The problem:
Replace every occurrence of "instance" with "object" in the data below and leave everything else as it is.

Source data:
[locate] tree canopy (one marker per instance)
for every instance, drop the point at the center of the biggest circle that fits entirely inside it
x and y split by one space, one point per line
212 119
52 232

In response:
[locate] tree canopy (one marker per object)
for every object, drop the point at the center of the biggest circle that fits entirely inside it
x and y split by one space, one point per line
212 119
52 232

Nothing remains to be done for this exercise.